-- Opening Marker --
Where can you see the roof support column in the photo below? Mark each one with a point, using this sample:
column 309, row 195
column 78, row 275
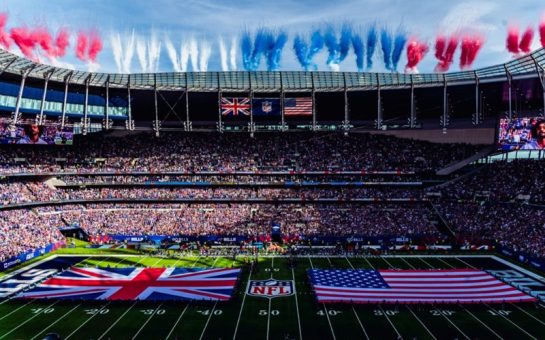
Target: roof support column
column 63, row 115
column 40, row 119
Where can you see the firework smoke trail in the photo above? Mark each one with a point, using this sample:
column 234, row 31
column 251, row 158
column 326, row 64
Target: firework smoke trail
column 172, row 55
column 22, row 37
column 416, row 51
column 233, row 54
column 399, row 45
column 542, row 31
column 81, row 46
column 95, row 46
column 359, row 50
column 194, row 55
column 512, row 42
column 525, row 45
column 223, row 55
column 371, row 45
column 184, row 56
column 275, row 51
column 142, row 53
column 5, row 39
column 117, row 50
column 154, row 53
column 205, row 52
column 333, row 48
column 62, row 41
column 386, row 41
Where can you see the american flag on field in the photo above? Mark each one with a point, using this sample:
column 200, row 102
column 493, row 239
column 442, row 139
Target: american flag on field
column 298, row 106
column 412, row 286
column 235, row 106
column 138, row 284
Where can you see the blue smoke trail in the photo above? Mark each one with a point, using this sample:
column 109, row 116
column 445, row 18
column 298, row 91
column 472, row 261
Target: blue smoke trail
column 359, row 50
column 386, row 45
column 275, row 51
column 316, row 45
column 371, row 45
column 301, row 50
column 246, row 47
column 346, row 37
column 399, row 45
column 333, row 47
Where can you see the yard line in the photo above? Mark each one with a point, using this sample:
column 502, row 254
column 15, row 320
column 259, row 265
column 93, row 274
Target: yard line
column 418, row 319
column 530, row 315
column 353, row 309
column 382, row 310
column 59, row 319
column 145, row 323
column 208, row 321
column 28, row 320
column 511, row 322
column 176, row 323
column 116, row 321
column 13, row 311
column 296, row 304
column 242, row 306
column 482, row 323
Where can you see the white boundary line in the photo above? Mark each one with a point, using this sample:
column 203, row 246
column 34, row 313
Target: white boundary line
column 176, row 323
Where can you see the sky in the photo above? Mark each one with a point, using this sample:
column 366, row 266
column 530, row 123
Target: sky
column 166, row 27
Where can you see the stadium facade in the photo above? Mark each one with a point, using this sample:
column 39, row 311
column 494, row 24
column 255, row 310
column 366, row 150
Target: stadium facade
column 340, row 100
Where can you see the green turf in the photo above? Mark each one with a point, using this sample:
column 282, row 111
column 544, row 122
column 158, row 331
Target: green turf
column 293, row 317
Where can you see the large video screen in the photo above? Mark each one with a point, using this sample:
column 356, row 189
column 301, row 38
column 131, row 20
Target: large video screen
column 527, row 133
column 33, row 134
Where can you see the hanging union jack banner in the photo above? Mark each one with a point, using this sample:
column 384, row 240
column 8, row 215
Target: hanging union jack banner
column 235, row 106
column 138, row 284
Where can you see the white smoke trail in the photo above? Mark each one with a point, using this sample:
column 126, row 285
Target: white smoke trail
column 117, row 50
column 233, row 54
column 223, row 55
column 142, row 54
column 194, row 55
column 172, row 54
column 205, row 52
column 129, row 49
column 184, row 56
column 154, row 53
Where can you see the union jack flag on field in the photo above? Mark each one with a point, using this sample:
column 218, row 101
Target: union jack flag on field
column 138, row 284
column 412, row 286
column 235, row 106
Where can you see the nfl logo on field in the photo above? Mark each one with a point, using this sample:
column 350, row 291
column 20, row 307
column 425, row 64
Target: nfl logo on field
column 270, row 288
-- Closing Marker --
EXERCISE AIM: What you return must be an exact retyping of the lines above starting at the line with "Where can you see the white boundary" and ending at the line with "column 131, row 20", and nothing besides.

FINISHED TASK:
Where can you see the white boundary line in the photo above? Mark each one with a point, using this sample:
column 203, row 246
column 34, row 313
Target: white boundary line
column 176, row 323
Where can you see the sky in the photo above? Mark each one with a point, using this sample:
column 366, row 266
column 530, row 123
Target: sky
column 166, row 27
Where can you see the stadium facade in the photo above? Mark each one with a point, using this sample:
column 39, row 311
column 494, row 24
column 255, row 310
column 366, row 150
Target: stadium facade
column 340, row 100
Where can you see the green turf in the photo above? Mark each one with a point, using this sample:
column 282, row 111
column 544, row 122
column 158, row 331
Target: green turf
column 293, row 317
Where can you see the large video screen in the photo above? Mark each one with a point, using this sample:
column 356, row 189
column 301, row 38
column 131, row 20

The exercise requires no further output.